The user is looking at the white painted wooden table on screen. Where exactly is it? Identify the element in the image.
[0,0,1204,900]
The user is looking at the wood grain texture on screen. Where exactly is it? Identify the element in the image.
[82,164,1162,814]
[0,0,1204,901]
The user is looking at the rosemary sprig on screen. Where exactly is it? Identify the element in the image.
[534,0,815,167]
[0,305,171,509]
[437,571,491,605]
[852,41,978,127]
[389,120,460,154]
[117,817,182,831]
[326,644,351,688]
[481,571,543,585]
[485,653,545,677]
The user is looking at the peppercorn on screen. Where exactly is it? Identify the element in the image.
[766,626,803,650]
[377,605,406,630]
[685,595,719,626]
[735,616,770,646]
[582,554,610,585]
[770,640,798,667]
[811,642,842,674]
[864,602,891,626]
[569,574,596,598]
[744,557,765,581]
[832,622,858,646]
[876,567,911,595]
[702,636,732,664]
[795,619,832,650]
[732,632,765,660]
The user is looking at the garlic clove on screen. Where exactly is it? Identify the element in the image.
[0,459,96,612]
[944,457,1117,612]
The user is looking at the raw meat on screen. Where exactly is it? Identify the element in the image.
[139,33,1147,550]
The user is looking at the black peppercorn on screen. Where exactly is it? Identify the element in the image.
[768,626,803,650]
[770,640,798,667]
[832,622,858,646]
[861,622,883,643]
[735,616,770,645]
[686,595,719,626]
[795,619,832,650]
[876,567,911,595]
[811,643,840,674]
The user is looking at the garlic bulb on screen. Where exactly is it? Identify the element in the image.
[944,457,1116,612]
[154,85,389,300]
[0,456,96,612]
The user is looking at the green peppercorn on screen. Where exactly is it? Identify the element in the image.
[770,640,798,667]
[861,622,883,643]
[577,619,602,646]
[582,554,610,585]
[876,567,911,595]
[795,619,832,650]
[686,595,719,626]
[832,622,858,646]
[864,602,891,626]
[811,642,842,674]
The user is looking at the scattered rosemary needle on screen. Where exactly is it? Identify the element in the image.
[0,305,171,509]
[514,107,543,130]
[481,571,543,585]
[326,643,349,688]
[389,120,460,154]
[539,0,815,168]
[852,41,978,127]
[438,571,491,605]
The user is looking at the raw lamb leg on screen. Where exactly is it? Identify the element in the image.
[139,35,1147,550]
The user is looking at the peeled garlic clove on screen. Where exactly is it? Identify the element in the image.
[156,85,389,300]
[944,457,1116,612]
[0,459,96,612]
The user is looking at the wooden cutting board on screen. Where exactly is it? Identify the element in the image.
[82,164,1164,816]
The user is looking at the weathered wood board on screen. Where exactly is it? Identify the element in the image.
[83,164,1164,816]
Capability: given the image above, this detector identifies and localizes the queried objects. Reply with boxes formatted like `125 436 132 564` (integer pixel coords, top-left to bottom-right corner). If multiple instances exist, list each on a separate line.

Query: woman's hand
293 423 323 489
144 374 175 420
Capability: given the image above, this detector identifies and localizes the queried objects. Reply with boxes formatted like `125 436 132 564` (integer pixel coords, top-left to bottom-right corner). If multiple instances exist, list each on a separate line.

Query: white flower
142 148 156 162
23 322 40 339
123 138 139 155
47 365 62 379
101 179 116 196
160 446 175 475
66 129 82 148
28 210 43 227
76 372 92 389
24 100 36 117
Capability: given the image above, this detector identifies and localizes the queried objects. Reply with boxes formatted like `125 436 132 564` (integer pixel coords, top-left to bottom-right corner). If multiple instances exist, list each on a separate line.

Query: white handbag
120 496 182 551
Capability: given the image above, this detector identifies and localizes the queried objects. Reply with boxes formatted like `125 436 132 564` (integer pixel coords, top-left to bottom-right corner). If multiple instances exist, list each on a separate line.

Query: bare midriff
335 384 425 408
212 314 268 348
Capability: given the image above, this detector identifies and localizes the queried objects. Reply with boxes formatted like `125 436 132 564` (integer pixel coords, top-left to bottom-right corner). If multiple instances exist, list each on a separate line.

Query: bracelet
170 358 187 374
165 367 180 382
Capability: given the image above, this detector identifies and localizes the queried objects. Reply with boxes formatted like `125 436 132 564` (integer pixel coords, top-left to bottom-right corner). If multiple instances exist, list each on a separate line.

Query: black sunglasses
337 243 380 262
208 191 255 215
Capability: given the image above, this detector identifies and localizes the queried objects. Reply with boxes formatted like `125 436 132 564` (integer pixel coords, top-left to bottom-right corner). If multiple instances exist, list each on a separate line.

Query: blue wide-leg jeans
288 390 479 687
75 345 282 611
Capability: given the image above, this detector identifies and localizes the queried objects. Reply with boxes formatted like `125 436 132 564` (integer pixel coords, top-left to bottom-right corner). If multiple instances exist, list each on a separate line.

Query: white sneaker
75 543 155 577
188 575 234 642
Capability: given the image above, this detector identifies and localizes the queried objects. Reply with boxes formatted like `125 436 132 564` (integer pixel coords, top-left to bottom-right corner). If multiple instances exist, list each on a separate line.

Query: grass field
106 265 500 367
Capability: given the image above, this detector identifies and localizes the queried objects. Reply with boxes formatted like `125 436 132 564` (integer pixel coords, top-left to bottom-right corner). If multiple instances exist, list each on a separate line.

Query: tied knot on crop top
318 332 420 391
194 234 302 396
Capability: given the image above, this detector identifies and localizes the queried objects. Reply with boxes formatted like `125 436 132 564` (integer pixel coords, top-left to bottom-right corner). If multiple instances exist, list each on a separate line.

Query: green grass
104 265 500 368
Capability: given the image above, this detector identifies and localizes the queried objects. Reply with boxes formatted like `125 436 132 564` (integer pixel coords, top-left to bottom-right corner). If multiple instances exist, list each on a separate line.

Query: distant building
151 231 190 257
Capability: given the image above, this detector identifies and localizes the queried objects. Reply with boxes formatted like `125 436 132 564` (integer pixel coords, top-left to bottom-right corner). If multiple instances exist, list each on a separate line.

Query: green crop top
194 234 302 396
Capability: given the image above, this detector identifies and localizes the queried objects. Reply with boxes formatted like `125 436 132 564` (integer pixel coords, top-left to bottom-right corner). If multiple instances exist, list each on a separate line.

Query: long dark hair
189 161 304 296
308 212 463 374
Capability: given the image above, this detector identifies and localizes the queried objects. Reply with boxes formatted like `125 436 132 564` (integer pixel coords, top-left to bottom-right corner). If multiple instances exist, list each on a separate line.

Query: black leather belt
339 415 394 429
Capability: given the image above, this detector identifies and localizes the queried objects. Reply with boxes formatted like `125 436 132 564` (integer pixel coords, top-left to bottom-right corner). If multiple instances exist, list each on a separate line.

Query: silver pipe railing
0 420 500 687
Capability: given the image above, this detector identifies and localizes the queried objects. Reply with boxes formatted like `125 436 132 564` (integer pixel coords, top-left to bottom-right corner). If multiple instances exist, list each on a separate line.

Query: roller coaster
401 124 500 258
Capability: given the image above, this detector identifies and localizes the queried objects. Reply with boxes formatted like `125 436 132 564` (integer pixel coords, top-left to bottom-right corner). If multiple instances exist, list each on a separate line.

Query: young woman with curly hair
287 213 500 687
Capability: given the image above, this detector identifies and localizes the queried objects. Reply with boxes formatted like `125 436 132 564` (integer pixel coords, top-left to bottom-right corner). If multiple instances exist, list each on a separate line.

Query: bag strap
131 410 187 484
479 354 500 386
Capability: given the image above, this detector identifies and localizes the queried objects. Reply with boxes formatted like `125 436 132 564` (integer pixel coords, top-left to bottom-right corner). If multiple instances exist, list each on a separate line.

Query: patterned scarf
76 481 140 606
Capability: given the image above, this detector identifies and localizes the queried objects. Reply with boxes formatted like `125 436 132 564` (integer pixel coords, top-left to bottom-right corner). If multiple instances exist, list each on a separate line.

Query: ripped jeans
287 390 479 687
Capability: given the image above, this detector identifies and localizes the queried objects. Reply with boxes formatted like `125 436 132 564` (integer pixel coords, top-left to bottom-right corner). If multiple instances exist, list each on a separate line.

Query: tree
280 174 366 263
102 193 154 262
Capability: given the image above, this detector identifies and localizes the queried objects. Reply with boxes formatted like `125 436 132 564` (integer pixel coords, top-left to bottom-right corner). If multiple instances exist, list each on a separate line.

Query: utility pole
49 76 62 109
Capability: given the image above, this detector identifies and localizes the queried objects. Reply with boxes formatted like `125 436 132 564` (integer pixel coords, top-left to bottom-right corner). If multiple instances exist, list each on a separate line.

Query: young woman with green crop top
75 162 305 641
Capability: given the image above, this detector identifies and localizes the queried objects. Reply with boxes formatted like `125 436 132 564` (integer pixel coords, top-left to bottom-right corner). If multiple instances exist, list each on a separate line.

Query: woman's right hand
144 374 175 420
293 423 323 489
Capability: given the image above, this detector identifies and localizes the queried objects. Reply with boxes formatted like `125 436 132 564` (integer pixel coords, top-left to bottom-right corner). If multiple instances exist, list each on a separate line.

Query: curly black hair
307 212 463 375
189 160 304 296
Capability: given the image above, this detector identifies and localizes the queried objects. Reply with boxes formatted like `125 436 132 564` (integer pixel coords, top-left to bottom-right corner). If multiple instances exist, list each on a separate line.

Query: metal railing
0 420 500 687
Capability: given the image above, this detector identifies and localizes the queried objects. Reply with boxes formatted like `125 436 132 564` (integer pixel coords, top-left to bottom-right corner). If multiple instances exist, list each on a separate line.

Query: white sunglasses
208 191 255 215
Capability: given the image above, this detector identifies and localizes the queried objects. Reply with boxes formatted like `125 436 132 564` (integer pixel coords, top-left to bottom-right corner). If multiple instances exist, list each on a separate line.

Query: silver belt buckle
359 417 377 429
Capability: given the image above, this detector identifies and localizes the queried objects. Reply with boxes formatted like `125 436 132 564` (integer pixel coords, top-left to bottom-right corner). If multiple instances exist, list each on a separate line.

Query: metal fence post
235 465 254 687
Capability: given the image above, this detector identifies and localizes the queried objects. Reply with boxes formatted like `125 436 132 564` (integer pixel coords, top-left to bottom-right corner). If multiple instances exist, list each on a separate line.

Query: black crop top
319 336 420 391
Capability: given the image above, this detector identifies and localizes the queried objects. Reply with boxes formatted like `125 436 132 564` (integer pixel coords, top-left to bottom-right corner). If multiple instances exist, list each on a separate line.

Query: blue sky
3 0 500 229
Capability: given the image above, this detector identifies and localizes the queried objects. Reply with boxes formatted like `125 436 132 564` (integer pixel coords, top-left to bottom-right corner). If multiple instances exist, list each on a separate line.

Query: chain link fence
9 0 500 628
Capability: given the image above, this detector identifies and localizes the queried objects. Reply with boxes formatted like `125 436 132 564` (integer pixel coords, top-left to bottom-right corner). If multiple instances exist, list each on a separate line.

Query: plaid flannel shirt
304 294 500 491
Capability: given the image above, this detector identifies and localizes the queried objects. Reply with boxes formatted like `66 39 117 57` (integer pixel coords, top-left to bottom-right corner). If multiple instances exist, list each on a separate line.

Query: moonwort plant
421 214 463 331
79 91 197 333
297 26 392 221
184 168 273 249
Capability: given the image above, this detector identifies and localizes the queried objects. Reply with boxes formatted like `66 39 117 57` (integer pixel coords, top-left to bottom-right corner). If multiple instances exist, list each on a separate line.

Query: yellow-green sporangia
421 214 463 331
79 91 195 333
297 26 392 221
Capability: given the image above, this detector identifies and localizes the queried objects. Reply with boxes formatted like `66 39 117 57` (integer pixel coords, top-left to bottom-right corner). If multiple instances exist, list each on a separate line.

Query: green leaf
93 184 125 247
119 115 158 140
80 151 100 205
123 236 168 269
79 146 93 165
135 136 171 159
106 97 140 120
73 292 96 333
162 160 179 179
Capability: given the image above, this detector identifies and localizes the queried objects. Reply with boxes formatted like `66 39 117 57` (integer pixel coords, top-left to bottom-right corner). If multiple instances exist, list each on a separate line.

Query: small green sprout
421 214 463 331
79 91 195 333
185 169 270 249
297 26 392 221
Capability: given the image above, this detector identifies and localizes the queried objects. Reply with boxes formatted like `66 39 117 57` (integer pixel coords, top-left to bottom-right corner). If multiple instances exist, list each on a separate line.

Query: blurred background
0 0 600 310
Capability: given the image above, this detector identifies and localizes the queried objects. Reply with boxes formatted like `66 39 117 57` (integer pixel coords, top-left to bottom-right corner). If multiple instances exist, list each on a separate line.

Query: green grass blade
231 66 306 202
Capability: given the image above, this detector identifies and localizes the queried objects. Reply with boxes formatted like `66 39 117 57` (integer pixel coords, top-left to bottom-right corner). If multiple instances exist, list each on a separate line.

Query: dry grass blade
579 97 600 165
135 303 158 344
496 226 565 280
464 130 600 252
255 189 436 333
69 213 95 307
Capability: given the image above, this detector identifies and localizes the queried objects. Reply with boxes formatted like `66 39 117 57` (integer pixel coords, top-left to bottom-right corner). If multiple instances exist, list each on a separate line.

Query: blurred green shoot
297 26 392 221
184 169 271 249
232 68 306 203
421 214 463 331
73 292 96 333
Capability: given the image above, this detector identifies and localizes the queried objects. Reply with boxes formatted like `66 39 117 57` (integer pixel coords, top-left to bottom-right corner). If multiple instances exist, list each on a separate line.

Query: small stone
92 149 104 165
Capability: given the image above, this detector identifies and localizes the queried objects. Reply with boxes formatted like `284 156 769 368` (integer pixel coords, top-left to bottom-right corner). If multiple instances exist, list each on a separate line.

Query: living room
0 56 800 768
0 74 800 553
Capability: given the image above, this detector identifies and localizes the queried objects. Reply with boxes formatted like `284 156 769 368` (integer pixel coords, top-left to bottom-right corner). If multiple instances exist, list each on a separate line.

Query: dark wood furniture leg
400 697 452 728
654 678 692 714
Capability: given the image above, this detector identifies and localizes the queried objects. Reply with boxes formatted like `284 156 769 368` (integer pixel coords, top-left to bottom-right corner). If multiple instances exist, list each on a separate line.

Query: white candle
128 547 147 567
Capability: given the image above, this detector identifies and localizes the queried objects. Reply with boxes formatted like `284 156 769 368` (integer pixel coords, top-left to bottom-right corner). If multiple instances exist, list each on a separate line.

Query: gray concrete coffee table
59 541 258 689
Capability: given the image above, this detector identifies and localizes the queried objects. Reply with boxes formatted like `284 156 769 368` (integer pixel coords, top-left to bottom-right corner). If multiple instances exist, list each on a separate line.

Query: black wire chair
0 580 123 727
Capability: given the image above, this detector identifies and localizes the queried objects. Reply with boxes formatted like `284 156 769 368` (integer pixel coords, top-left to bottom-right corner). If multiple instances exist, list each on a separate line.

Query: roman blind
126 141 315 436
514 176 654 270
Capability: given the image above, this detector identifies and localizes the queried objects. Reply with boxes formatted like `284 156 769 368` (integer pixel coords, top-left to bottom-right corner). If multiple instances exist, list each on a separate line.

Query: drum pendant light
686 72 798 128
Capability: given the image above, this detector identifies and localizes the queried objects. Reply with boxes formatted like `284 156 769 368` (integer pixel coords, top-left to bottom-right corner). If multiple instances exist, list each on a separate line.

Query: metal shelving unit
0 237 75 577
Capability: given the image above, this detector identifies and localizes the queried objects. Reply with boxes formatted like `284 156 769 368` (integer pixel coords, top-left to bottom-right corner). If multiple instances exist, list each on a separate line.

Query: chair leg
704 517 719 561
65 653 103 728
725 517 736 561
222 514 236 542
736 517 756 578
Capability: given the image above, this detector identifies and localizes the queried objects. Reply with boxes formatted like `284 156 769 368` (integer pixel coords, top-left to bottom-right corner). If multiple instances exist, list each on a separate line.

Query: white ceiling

═══

▸ **WRITTEN INSTRUCTION**:
Please reproduce the material word for word from its first line through the line holding "[0,0,1204,901]", with both of those lines included.

▸ **TASK SOLUTION**:
The user is looking at the white painted wooden table on screen. Where exactly is it? Identify the element in the image.
[0,0,1204,900]
The user is looking at the wood grain texture on screen. Where exactly is it? Identify the element in the image.
[82,164,1162,814]
[0,0,1204,901]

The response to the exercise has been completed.